• **Prompt**:
A faithful transcription of all the data is required.

(Stored data entries)
■ ■ ■ ■ ■ ■ ■

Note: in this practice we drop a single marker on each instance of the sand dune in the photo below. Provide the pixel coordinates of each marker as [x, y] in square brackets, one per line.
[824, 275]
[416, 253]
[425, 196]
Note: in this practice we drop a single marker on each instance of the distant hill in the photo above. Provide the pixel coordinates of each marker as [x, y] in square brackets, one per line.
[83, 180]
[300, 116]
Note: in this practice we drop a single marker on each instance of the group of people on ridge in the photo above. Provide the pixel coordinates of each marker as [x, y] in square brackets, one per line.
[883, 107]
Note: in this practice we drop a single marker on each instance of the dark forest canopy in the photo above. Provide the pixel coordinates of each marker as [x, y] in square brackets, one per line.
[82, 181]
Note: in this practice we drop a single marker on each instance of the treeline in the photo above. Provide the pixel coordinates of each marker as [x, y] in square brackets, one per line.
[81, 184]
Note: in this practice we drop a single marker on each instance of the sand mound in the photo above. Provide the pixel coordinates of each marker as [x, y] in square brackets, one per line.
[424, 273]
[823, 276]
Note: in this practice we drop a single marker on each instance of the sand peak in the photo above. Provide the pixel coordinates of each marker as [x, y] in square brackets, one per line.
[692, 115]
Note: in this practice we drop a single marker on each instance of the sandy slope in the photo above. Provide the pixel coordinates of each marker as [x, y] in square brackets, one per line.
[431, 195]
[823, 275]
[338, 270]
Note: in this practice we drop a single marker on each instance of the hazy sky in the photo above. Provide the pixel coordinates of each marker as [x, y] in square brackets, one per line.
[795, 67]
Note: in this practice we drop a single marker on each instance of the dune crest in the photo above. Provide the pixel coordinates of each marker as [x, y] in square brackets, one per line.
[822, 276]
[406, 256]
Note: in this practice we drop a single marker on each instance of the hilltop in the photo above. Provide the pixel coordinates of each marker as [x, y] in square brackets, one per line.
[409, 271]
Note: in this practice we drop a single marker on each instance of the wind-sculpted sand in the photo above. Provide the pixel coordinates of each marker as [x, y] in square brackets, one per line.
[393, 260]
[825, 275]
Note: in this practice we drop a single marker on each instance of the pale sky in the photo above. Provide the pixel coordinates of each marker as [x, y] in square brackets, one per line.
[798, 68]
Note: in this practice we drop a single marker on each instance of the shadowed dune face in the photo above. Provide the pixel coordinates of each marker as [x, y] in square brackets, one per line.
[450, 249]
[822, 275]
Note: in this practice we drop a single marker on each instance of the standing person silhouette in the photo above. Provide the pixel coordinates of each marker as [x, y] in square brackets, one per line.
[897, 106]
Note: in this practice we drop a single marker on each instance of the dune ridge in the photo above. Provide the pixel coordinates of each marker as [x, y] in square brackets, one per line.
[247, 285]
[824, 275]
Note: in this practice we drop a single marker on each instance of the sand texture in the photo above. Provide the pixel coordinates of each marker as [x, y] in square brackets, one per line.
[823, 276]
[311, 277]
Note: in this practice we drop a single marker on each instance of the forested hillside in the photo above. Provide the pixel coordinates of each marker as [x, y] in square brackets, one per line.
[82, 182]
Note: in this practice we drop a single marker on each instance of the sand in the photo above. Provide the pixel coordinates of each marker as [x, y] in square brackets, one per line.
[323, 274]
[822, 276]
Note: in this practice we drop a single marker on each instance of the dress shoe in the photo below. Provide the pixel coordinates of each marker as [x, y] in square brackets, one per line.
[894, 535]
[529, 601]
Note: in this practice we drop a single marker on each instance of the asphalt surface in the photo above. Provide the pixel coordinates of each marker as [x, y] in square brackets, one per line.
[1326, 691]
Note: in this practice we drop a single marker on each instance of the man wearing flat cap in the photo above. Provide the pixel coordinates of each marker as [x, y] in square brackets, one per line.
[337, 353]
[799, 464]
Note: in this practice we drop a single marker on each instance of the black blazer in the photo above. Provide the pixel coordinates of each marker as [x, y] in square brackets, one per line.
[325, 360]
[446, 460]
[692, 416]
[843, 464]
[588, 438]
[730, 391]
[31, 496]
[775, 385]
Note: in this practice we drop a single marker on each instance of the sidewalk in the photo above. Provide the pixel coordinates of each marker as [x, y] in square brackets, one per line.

■ ■ ■ ■ ■ ■ ■

• **Result of this exercise**:
Note: in this practice we drop a single marker on each instance of the sand dune in the photo below. Provide the pixel coordinates of each marker as [x, y] in square brackets, one per line.
[824, 275]
[416, 253]
[425, 196]
Note: in this practice we drop a single marker on each instance of the distant hill in the photo above. Provide the pixel coordinates of each marker as [x, y] in square brackets, one per line.
[83, 180]
[300, 116]
Note: in this practice we drop a single marker on each instance of the group of people on ridge in the photo above. Provide the pixel coordinates of each marker as [x, y] in square brackets, one per line.
[883, 107]
Note: in this practice we drop a single marker on each instance of the dark forest canopy in the photo above. Provide the pixel coordinates of each marker as [x, y] in square brackets, one per line.
[82, 181]
Note: in this practice we drop a single marker on each instance of the treeline in the photo above. Provide the pixel coordinates of each marker as [x, y] in square brackets, one per line.
[81, 184]
Note: in this practice we drop a single marker on each instance of the sand mound in the photo above. Provide the pixel coordinates of each marker as [x, y] in square brackets, one per line.
[424, 273]
[823, 276]
Note: in this practice we drop a single marker on each instance of the sand peak in the photo above. Provide the pixel coordinates of each marker as [x, y] in square brackets, one per line.
[692, 115]
Note: in this practice we drop a single marker on each instance of the sandy slope in the photo above. Provide the pixel coordinates of each marker as [x, y] in square brackets, one per line.
[431, 195]
[823, 275]
[338, 270]
Note: in this practice we drop a single marker on each instance of the hazy sky in the photo above. Provide the pixel coordinates of each marker as [x, y] in square brackets, one per line.
[795, 67]
Note: in this practice we drop a single marker on each instance of the dune crest in the photo above. Provide the pixel coordinates of each marker as [x, y] in square brackets, one per line.
[822, 276]
[406, 256]
Note: in this practice we drop a single marker on each instance of the hilltop in the photo above. Provide the pixel coordinates of each marker as [x, y] in square brackets, one per line.
[409, 271]
Note: in this practice we drop a single marker on each instance of the wind-sculpted sand in the photo above. Provide the pixel coordinates of each marker as [x, y] in square brackets, one per line.
[393, 260]
[825, 275]
Note: in this practice we drop a single marker on each instance of the pale sky in the photo above. Provide the pixel coordinates of each marker as [x, y] in square brackets, one per line.
[798, 68]
Note: in this practice we drop a single marker on each instance of the shadowed dune face in the photo above. Provide the pixel coordinates of each marker as [x, y] in square brackets, one per line.
[450, 249]
[822, 275]
Note: in this practice we drop a single marker on each instance of the standing person silhouette in the photo above. Provide the pixel coordinates of each marker as [x, y] in square brackets, one per line.
[897, 106]
Note: in this practice we drop a single marker on each instance of the dune ridge in the photo above. Provide the pixel coordinates of each marker as [x, y] in square brackets, one per line.
[247, 285]
[824, 275]
Note: in this practice we drop a single marker on each instance of the sand texture in the photo above. Provide the pixel coordinates of each marker as [x, y] in square brackets, one per line.
[823, 276]
[311, 277]
Note: in this practice we drop a single marker on each instance of the forested hillside in the photo above. Provide the pixel coordinates of each marker as [x, y] in square brackets, one per line.
[82, 182]
Note: in this practice we drop a single marker on each instance of the sand in the photo above. Provide the pixel coordinates of each marker as [x, y] in square brackets, one per line.
[323, 274]
[822, 276]
Note: in this practice we drop a single marker on each instance of the dress shoe in the photo below. Provide the pixel coordinates of each marker as [x, y] in square brackets, one per line.
[894, 535]
[529, 601]
Note: in this practice we drop a single marker on each instance of the asphalt surface in the photo above. Provide the pixel coordinates of each marker as [x, y] in square brackets, one per line.
[1326, 691]
Note: in this practice we drop a single marker on each instance of the man wearing flat cap in the photo above. Provide the pixel coordinates of each marker as [x, y] in square brackets, one per line.
[337, 353]
[799, 464]
Note: in this practice we drop a single marker on each instance of the black blazer in the photo above. Provide the pixel coordinates of each marker as [x, y] in square brackets, one per line.
[325, 360]
[446, 460]
[692, 416]
[843, 464]
[588, 438]
[730, 391]
[31, 496]
[775, 385]
Note: in this practice we drop a single marker on each instance of the sidewalk in the photo above. Provide the pixel coordinates of each marker as [x, y] in square brackets, one per line.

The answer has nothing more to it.